- [Document section]
= International Jean Sibelius Violin Competition =

Violinist competition

The International Jean Sibelius Violin Competition, named after Finnish composer Jean Sibelius, is a competition for violinists up to age 30. It is held every five years in Helsinki. The first competition took place in year 1965, eight years after the death of the composer to mark the centenary of the composer's birth. The competition is arranged by the Sibelius Society of Finland and the Sibelius Academy.

The competition has always had high-level competitors, and winners such as Oleg Kagan, Viktoria Mullova, and Leonidas Kavakos have become internationally performing soloists. The popularity amongst the players might be explained by the location of the competition: Finland connecting western Europe and USSR was probably considered safe enough by the Soviet authority to allow players to attend the competition.

==Structure==
The competition has three rounds: the first round, the second round, and the final round. After each round, a number of competitors are chosen to proceed to the next round, and after the final round the finalists are ranked. In the final ranking, the performance in each round is considered as a whole. To be accepted in the competition, candidates need to send a performance sample for a competition committee for pre-selection.

Dataset listing on object locations:
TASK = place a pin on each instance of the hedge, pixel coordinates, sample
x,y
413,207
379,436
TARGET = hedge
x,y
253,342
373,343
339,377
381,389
* * *
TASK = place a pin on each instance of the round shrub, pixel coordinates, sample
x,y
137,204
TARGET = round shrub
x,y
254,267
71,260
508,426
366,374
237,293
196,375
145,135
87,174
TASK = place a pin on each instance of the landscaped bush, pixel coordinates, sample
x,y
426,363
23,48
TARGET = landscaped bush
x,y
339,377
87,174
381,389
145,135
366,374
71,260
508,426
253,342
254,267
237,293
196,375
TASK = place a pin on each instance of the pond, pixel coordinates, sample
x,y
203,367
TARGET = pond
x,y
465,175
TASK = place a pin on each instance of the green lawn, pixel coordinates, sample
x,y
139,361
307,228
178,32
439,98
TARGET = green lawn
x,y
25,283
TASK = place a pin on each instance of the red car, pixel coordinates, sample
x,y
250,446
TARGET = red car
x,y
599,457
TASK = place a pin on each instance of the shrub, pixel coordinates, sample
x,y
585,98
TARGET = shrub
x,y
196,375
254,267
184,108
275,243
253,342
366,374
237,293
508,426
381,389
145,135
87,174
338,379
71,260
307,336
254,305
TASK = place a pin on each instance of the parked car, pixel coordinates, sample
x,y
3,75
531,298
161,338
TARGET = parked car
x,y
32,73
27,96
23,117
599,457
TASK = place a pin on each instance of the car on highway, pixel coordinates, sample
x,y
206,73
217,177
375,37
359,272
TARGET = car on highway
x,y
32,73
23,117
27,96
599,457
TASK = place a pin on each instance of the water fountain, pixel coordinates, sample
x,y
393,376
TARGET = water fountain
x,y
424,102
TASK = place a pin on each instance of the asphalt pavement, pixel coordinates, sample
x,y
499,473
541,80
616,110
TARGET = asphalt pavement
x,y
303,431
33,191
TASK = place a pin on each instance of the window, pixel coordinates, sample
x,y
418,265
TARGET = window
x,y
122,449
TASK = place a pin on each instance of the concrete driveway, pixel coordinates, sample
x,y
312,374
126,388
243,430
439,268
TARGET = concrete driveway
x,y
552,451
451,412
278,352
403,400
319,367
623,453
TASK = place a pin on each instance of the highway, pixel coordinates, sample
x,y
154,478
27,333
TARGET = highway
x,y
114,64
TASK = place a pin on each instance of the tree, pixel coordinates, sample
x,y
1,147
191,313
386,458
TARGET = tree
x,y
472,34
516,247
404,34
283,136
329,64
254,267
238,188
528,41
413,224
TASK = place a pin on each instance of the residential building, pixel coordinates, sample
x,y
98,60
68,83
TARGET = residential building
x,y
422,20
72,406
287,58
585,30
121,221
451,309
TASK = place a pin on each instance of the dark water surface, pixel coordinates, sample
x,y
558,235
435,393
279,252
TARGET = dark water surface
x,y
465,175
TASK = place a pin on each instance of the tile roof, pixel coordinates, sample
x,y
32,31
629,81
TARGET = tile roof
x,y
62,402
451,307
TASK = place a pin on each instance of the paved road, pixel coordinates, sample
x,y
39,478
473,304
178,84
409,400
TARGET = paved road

- [Work to do] From the competition article, extract the passage starting at "The International Jean" and ending at "attend the competition.". The listing is separate material with no connection to the competition article.

- [Complete answer]
The International Jean Sibelius Violin Competition, named after Finnish composer Jean Sibelius, is a competition for violinists up to age 30. It is held every five years in Helsinki. The first competition took place in year 1965, eight years after the death of the composer to mark the centenary of the composer's birth. The competition is arranged by the Sibelius Society of Finland and the Sibelius Academy.

The competition has always had high-level competitors, and winners such as Oleg Kagan, Viktoria Mullova, and Leonidas Kavakos have become internationally performing soloists. The popularity amongst the players might be explained by the location of the competition: Finland connecting western Europe and USSR was probably considered safe enough by the Soviet authority to allow players to attend the competition.